_Exercise prompt:_ Copy all lines below that use the word "patch".
[[ Data shown open ]]
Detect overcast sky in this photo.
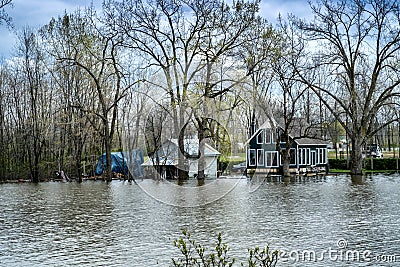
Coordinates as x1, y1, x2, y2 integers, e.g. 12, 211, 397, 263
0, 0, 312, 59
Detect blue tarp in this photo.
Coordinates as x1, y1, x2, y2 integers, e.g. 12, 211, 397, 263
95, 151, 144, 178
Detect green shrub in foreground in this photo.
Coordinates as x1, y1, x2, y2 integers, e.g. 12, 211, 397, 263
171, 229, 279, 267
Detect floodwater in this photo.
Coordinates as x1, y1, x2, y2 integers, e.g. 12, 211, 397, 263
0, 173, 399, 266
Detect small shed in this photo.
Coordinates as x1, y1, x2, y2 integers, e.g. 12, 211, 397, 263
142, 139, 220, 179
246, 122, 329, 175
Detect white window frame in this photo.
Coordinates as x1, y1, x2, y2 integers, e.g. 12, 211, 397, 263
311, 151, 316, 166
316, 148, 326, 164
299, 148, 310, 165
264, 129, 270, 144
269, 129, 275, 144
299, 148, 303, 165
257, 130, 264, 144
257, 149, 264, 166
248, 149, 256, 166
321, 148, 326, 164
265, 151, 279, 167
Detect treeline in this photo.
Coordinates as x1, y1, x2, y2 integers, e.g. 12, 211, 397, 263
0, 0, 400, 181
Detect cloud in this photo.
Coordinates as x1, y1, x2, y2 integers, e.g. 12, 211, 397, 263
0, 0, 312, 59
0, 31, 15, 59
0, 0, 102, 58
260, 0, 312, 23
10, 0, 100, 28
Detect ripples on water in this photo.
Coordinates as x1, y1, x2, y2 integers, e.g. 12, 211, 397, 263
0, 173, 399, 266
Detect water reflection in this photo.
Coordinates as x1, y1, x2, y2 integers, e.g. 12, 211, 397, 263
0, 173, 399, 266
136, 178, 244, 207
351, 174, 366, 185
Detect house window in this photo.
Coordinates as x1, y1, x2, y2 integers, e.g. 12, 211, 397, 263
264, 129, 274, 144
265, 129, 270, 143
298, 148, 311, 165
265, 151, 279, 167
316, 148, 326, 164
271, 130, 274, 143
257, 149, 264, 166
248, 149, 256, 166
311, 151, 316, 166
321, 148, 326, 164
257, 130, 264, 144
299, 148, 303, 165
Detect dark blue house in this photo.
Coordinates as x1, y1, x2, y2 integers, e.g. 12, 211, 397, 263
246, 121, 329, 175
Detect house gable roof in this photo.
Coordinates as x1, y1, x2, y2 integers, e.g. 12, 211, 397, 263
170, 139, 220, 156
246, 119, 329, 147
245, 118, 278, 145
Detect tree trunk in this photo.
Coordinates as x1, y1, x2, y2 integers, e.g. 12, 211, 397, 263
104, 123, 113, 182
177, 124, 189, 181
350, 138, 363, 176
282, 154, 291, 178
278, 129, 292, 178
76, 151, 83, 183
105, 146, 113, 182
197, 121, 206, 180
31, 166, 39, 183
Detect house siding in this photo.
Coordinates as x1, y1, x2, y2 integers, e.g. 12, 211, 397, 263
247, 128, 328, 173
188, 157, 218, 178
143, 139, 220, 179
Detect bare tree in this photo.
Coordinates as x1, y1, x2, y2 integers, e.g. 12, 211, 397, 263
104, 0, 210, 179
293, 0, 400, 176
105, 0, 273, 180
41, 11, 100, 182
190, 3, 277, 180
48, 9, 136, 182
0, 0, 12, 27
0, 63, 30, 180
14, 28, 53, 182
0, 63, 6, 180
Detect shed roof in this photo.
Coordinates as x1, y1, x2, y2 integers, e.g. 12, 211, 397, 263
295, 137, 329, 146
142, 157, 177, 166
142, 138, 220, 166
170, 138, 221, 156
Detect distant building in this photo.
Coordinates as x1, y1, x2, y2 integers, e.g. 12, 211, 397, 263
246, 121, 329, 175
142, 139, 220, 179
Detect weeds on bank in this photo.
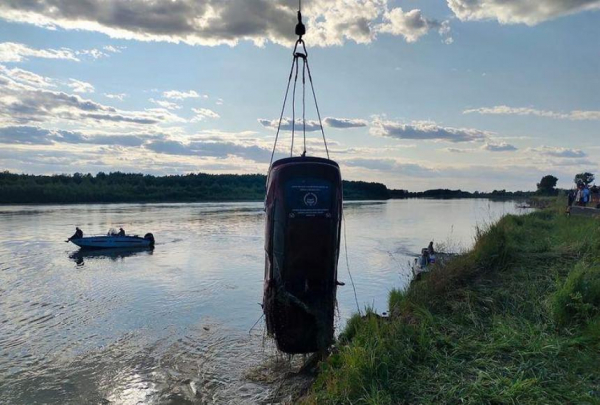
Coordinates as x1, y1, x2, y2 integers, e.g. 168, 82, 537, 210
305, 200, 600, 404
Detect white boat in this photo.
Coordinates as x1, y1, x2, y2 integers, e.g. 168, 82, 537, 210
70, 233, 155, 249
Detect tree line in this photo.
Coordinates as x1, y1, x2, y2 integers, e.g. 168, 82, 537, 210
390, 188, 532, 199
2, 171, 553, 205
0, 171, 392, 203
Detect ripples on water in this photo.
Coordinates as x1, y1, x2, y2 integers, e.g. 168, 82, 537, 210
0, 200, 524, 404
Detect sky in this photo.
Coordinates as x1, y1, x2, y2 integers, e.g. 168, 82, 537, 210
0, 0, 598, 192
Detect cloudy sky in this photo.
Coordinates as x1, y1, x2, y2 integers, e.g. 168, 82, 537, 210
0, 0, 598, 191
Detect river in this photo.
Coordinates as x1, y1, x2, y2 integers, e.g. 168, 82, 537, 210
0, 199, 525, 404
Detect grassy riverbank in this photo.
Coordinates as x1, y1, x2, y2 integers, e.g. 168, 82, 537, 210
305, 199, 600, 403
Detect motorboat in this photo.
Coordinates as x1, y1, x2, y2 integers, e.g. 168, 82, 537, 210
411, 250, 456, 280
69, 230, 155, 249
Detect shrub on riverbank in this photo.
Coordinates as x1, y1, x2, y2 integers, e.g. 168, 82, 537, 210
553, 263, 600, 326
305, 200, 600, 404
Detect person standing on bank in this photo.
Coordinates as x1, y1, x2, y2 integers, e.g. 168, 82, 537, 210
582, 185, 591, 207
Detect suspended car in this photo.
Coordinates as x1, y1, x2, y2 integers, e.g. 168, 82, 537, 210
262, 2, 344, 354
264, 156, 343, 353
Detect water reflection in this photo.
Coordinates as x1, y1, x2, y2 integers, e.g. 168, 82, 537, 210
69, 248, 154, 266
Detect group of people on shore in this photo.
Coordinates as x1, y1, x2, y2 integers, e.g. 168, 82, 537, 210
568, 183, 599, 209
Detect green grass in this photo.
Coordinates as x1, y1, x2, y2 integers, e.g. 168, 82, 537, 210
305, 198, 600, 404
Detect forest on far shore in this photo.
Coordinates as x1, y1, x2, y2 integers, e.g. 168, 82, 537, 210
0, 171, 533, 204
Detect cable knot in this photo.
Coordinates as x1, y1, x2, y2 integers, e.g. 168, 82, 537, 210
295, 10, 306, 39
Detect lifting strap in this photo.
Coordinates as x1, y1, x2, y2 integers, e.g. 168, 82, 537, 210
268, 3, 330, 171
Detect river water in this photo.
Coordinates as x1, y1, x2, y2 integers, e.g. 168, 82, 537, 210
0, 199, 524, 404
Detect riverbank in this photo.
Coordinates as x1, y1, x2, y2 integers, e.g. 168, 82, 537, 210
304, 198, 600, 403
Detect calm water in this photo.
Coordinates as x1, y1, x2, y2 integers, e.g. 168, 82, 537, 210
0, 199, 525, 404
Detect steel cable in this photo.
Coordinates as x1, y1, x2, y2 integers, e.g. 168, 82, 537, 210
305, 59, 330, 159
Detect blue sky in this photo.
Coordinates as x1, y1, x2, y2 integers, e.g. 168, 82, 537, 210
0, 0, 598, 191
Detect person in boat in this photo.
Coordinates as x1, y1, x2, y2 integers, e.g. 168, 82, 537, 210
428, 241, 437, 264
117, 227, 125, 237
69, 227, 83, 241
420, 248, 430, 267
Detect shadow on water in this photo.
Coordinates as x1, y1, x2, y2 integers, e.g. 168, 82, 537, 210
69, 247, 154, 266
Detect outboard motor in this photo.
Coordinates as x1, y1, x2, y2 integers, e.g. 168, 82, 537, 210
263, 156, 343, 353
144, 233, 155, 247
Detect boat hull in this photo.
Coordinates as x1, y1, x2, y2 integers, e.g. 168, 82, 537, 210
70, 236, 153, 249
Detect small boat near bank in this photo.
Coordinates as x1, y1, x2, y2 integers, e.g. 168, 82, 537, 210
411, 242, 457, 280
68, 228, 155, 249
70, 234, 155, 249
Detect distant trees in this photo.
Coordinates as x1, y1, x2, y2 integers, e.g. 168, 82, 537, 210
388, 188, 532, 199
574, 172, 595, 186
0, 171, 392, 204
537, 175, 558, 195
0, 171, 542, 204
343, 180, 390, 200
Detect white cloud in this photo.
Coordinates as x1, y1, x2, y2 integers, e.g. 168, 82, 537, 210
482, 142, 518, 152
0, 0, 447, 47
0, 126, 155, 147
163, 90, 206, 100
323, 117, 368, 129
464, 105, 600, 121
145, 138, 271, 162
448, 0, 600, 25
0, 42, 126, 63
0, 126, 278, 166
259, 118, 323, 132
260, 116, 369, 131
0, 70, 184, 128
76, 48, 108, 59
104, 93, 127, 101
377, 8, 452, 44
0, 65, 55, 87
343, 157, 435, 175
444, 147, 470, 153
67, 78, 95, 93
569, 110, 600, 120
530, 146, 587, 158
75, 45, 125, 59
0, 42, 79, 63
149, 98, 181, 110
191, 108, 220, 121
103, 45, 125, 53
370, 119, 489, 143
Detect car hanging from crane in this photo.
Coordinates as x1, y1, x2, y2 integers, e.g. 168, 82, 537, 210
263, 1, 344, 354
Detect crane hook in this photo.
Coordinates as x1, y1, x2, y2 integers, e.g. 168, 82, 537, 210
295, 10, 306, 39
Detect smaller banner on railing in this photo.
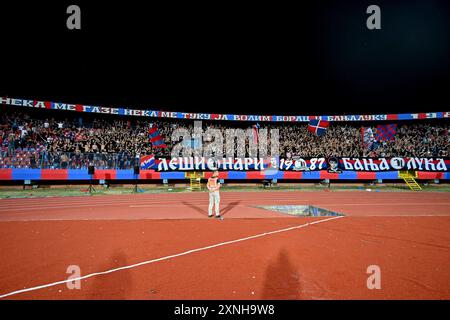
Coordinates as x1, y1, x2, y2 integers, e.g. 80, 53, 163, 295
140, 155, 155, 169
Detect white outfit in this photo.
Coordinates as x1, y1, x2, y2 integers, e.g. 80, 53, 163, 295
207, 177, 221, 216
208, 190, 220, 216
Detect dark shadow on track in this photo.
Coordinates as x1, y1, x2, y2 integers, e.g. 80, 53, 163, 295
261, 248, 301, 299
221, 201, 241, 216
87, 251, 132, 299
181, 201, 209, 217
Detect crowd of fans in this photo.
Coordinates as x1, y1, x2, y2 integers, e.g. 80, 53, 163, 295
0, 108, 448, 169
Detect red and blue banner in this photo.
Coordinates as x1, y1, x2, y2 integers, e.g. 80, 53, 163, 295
[[ Data shown closed ]]
[[ Data shown open ]]
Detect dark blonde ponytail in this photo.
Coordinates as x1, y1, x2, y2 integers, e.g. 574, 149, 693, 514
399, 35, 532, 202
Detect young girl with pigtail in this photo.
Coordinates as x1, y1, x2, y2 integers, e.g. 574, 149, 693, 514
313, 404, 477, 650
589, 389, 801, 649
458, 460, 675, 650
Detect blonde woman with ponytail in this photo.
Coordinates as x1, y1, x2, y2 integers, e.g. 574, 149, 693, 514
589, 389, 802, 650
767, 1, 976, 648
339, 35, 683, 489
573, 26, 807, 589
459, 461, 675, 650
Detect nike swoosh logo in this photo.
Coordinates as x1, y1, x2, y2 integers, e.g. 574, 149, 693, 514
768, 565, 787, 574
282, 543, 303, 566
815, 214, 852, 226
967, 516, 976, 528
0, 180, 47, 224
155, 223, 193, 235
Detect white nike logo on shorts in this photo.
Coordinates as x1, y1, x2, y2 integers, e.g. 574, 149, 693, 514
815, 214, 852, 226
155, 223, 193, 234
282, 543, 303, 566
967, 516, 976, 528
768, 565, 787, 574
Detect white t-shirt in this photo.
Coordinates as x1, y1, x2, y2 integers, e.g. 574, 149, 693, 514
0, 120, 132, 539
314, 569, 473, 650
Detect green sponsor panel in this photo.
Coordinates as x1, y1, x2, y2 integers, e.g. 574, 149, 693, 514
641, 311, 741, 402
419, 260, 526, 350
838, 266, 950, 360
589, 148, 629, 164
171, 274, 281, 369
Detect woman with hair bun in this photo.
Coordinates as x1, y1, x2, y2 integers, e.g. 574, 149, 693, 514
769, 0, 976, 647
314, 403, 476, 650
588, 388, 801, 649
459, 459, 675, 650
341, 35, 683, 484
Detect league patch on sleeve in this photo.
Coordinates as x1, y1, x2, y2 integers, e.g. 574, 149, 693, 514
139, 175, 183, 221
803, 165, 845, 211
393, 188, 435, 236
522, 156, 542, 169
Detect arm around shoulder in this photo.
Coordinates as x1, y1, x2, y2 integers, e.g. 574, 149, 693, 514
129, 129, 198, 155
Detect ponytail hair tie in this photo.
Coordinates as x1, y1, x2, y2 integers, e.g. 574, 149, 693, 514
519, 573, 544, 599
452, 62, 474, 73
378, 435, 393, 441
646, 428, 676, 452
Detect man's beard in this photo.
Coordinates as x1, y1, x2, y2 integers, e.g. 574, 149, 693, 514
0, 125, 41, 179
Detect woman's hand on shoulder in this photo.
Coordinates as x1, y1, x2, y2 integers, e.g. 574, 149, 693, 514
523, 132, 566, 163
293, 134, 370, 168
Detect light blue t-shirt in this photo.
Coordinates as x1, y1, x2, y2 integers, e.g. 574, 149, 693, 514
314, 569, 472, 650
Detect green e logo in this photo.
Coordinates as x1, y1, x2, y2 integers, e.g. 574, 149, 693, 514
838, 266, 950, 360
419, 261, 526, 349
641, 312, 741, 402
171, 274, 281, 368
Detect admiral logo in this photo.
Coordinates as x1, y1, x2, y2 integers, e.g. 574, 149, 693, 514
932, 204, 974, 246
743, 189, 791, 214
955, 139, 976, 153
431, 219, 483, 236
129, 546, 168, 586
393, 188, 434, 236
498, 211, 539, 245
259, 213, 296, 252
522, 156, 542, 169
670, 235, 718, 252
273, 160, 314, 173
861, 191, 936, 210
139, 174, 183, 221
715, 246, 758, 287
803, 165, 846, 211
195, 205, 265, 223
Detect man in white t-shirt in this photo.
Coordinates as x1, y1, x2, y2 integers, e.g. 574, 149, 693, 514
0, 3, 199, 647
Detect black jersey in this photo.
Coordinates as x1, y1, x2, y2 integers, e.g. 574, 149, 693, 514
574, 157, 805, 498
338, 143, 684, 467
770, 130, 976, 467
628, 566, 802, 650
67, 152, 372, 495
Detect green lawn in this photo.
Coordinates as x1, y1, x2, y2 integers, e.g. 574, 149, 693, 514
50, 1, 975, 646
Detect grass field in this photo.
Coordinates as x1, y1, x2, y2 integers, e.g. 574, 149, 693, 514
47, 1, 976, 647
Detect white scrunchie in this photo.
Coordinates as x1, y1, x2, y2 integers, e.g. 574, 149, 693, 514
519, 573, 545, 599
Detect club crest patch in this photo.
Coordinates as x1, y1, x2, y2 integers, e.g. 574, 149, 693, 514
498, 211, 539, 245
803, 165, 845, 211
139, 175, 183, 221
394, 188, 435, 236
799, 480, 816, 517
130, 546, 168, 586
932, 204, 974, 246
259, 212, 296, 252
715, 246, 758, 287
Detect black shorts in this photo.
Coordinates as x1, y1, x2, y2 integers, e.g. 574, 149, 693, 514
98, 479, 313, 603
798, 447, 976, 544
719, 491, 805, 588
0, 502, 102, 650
[[ Data shown closed ]]
_Response to this exercise:_
Detect league patch on sleeve in this photo.
Detect club crest patch in this photo.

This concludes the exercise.